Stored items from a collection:
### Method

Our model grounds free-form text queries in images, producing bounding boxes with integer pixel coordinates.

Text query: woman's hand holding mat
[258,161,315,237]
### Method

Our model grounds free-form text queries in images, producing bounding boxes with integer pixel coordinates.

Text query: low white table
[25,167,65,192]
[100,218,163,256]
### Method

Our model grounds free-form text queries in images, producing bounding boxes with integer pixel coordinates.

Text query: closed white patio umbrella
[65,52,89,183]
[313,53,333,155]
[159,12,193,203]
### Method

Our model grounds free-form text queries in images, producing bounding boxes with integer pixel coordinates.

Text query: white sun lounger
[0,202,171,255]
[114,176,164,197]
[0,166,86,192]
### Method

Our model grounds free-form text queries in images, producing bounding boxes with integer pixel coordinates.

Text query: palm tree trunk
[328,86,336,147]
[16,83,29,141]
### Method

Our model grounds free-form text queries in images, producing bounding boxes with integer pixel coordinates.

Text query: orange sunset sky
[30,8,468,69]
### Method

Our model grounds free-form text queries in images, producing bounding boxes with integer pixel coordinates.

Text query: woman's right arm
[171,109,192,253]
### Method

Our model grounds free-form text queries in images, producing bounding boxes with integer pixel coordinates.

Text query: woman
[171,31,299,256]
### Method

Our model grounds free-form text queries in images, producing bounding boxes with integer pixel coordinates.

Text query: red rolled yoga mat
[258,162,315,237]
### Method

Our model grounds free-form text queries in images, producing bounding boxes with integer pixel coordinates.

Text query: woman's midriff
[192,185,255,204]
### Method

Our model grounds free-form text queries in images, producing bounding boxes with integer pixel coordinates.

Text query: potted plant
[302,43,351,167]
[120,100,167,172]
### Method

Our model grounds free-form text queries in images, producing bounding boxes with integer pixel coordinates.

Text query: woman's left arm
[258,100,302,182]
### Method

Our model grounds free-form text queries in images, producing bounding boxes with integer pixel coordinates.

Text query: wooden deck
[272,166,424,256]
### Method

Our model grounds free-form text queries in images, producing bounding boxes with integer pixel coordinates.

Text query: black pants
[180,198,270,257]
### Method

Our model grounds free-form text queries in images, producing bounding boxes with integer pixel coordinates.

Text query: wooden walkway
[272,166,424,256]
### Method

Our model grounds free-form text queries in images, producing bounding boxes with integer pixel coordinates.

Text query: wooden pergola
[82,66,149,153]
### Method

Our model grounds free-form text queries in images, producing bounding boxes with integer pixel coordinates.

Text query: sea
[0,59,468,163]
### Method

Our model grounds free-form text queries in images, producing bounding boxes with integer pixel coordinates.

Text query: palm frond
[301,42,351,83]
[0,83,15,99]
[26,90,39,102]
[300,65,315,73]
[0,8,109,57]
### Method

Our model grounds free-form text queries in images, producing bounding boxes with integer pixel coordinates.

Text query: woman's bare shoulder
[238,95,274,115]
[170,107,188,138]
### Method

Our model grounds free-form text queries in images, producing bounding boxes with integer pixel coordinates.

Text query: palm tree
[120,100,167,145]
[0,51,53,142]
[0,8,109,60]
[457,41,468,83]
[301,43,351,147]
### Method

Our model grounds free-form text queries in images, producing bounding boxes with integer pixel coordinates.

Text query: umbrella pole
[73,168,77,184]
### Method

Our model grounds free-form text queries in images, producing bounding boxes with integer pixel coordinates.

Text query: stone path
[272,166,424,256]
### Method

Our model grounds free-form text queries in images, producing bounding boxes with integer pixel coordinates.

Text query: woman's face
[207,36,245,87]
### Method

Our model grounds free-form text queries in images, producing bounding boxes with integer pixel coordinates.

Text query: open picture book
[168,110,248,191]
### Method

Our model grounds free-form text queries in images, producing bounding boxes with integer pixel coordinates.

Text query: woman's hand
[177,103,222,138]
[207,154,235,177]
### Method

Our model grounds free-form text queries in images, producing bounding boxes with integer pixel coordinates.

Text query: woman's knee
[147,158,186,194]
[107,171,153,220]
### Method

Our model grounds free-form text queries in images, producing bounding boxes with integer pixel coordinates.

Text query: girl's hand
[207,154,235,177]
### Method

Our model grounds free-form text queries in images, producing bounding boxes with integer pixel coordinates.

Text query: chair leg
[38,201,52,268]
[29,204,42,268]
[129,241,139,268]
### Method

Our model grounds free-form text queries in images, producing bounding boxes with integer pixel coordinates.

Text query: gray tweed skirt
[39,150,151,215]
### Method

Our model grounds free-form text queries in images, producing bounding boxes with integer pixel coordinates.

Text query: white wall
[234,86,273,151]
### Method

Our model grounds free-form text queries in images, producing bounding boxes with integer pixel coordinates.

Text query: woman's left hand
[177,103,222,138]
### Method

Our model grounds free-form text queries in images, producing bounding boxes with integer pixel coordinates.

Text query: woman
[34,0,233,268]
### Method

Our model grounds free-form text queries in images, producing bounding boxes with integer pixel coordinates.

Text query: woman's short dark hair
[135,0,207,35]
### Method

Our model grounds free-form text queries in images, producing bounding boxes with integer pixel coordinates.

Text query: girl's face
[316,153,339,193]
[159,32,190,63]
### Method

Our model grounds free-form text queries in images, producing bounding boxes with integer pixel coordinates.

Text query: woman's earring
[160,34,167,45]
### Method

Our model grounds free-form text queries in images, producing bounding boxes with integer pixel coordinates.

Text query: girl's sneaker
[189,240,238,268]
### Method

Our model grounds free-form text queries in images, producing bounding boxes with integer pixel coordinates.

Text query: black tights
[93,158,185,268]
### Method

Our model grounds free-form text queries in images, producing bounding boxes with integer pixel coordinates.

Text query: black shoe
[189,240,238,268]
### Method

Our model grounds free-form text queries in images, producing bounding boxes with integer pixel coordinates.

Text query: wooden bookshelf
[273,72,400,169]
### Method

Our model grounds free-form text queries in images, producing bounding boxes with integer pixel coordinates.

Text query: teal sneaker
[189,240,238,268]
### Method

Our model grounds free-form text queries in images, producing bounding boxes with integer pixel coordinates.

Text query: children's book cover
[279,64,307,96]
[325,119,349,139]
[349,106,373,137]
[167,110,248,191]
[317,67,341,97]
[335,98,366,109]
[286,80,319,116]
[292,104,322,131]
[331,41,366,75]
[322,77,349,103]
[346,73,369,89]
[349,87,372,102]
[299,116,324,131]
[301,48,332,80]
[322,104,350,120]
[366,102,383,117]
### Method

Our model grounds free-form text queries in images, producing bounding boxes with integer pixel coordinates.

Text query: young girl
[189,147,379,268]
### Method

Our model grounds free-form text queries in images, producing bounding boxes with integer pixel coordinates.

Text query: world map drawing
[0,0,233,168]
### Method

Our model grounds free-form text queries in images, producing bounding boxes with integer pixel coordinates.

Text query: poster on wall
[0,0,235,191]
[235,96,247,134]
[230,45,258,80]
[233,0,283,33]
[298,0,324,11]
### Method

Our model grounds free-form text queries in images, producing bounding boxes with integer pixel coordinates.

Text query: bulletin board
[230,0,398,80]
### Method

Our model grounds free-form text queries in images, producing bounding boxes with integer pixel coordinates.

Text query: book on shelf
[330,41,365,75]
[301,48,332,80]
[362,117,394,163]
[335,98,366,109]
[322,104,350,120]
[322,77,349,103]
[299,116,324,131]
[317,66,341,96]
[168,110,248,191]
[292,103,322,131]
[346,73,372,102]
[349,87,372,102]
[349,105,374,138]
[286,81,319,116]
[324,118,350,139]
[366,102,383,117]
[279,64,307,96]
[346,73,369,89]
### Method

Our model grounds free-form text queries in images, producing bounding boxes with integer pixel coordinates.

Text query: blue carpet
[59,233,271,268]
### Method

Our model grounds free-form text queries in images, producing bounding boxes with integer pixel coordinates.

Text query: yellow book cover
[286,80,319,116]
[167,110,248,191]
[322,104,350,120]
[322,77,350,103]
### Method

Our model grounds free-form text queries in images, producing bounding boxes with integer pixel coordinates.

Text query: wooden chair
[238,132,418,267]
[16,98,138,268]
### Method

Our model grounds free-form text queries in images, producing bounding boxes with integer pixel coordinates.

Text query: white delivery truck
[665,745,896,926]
* * *
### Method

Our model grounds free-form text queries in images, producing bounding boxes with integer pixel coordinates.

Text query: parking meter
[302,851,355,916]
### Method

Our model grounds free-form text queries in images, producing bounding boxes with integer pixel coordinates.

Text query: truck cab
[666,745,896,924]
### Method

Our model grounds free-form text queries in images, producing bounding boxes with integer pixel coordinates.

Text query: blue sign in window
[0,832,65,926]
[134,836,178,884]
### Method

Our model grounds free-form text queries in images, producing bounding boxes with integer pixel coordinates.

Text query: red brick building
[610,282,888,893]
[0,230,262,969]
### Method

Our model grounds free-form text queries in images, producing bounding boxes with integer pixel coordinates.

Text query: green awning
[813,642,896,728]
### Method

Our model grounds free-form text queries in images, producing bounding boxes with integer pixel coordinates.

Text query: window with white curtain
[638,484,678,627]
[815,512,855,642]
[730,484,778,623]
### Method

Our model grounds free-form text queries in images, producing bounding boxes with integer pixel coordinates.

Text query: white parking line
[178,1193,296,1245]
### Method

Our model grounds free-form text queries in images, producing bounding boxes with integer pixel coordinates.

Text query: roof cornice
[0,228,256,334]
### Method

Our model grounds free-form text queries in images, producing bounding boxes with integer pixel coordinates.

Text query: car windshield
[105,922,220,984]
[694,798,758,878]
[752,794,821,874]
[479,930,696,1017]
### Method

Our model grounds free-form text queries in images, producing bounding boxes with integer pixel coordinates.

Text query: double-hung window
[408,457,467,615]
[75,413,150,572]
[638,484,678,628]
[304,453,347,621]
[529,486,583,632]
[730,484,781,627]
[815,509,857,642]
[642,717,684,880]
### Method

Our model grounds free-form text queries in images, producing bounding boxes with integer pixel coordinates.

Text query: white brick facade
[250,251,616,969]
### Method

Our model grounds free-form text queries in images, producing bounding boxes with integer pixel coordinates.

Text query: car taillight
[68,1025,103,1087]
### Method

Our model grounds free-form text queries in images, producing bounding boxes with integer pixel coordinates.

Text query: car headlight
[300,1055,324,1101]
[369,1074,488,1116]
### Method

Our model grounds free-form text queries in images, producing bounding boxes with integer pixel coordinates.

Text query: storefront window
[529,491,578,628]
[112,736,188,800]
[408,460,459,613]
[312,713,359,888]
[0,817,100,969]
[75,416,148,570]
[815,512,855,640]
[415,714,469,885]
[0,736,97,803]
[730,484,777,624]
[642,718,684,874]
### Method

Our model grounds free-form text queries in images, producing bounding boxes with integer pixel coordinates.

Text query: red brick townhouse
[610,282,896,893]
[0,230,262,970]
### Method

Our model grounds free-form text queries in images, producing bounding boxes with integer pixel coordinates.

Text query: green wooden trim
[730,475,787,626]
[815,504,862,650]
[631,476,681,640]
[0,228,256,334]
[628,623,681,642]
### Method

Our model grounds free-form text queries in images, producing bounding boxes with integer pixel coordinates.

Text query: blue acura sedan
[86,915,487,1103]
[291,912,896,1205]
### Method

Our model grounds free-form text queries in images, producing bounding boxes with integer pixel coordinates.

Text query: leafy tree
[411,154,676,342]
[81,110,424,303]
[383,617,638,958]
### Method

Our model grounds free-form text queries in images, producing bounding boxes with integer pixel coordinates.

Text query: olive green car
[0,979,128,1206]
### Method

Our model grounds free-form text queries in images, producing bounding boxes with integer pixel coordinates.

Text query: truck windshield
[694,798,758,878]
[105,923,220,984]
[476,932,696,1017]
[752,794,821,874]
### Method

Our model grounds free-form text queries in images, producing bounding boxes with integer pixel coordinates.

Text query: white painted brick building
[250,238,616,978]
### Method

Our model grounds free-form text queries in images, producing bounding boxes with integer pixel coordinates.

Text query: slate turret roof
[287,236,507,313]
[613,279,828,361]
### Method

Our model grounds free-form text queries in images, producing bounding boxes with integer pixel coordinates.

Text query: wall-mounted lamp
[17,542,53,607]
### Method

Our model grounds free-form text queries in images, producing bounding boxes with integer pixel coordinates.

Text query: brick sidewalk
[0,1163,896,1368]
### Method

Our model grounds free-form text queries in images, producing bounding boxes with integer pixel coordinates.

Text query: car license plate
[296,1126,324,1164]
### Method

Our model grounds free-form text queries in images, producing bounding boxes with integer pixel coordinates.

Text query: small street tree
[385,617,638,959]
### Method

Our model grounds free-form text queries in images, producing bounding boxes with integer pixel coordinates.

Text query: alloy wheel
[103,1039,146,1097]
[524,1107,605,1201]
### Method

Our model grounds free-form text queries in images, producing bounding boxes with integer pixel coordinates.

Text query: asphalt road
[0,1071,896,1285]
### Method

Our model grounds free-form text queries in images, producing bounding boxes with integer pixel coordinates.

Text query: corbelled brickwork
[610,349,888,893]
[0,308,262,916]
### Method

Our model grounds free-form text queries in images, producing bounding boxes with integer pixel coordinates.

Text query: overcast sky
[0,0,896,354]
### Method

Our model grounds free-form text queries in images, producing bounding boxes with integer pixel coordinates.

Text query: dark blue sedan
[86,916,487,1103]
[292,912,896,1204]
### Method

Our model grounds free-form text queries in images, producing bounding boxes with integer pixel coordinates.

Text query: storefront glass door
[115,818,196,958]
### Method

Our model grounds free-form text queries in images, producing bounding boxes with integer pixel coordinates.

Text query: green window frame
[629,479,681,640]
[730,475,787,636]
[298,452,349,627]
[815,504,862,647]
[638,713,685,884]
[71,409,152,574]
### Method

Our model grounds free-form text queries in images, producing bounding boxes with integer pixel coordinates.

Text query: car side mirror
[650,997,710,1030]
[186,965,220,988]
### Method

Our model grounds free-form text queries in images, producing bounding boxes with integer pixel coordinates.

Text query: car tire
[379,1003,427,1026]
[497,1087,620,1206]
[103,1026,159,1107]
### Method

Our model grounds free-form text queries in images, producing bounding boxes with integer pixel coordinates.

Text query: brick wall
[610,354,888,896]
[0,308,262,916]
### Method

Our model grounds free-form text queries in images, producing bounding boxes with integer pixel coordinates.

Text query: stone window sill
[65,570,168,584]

Directions: Copy every line of the rows above that contains the word "truck".

Task answer:
Text query: white delivery truck
Text query: truck cab
Text query: truck windshield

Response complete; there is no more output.